Rescale the listing below by rewriting all of its lines, the requests included, with every coordinate in the answers multiplied by 1.3 and rounded to a whole number, halves rounded up. Leave the pictures out of your answer.

[Position annotation records]
* * * *

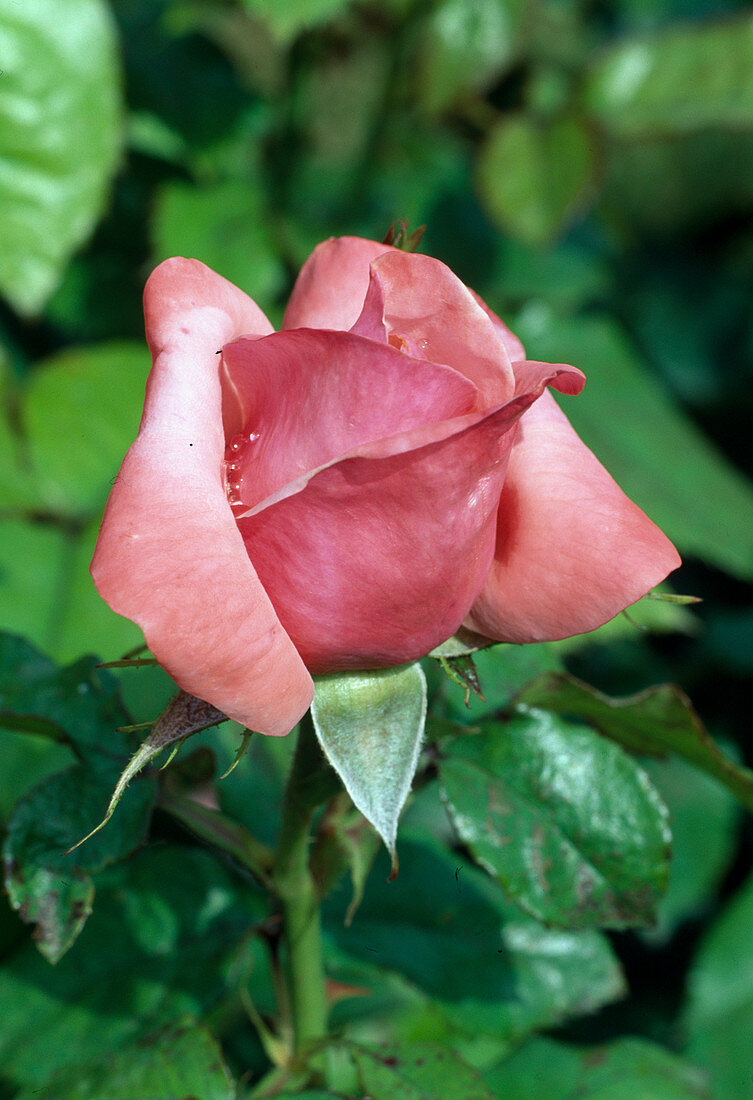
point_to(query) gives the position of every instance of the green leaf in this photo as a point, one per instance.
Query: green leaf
(177, 1060)
(702, 503)
(57, 154)
(287, 20)
(91, 397)
(532, 177)
(705, 820)
(653, 722)
(621, 1070)
(417, 1071)
(447, 928)
(563, 818)
(465, 46)
(47, 594)
(152, 952)
(673, 81)
(17, 485)
(369, 726)
(719, 1014)
(78, 704)
(51, 889)
(32, 573)
(225, 226)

* * * *

CORRECT RESPONSE:
point_to(query) gives the position of every instance of the green leaf in this photo as a point, one per instance.
Query: green leaf
(230, 1378)
(913, 654)
(74, 200)
(373, 26)
(118, 516)
(692, 230)
(917, 1066)
(849, 939)
(807, 1391)
(542, 1392)
(581, 1206)
(732, 1063)
(605, 60)
(61, 772)
(198, 1238)
(875, 105)
(22, 631)
(480, 944)
(935, 1318)
(101, 915)
(66, 1156)
(42, 745)
(293, 294)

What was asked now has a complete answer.